_文書セクション_:
↓↓↓

それも数か月が過ぎる頃、まずは一人で娘達を育てることを覚悟した。

もう帰って来なくてもいい。

あんな夫いらないと、殴られながらそう思っていたから…


それなのに…

夫はしばらく消えていただけで、家に舞い戻ってきてしまった…

そして、それは月に一度週末のことで、数回続いた…



いつ来るかわからない悪魔に、怯えながら暮らす週末。

その週末来たら、翌月までは来なかったから、

油断してはいけないと思いながらも、少しだけほっとしていた。

でも月を跨ぐと緊張感がいやがおうにも高まる…


ただ、帰って来なくなった時よりも、この時期ははるかに辛かった。

もしかして子ども達にその矛先が行くかもしれないことも、

私が暴力を受ける姿を子どもに見せなければならないことも、

嫌だった。


自分だけならまだしも、守るべきものがあるというのは

人生の支えであると同時に、重荷にもなる。

それでも、私はこの娘達を捨てる事なんてできない。

結婚当初は専業主婦だった母ですら頑張って育ててくれた。

私が娘達を放棄してしまったら、彼女達はどうやって生きていくのだろう?

この娘達は何を信じて生きていけばいいのだろうか?

せめて、せめて私だけでもこの娘達の親であろう。

↑↑↑

_元データ抜粋_:
↓↓↓

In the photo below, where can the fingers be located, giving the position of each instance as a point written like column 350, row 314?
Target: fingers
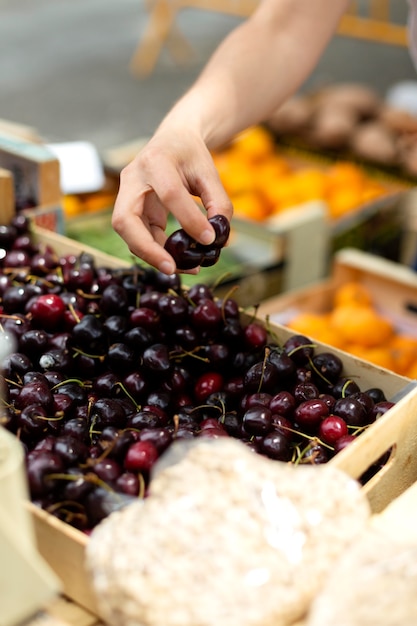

↑↑↑

_取り組む課題_:
[a] 文書セクションのうち、「自分だけならまだしも、守るべきものがあるというのは」で始まり「この娘達は何を信じて生きていけばいいのだろうか?」で終わる部分を、一字も変えずに書き写してもらえますか？
[b] 文書セクションの中で「…」で終わっている文はどれですか？すべて挙げてください。
リストはここでの作業には一切関わりません。

_各課題の解答_:
[a]
自分だけならまだしも、守るべきものがあるというのは

人生の支えであると同時に、重荷にもなる。

それでも、私はこの娘達を捨てる事なんてできない。

結婚当初は専業主婦だった母ですら頑張って育ててくれた。

私が娘達を放棄してしまったら、彼女達はどうやって生きていくのだろう?

この娘達は何を信じて生きていけばいいのだろうか?

[b]
あんな夫いらないと、殴られながらそう思っていたから…
それなのに…
夫はしばらく消えていただけで、家に舞い戻ってきてしまった…
そして、それは月に一度週末のことで、数回続いた…
でも月を跨ぐと緊張感がいやがおうにも高まる…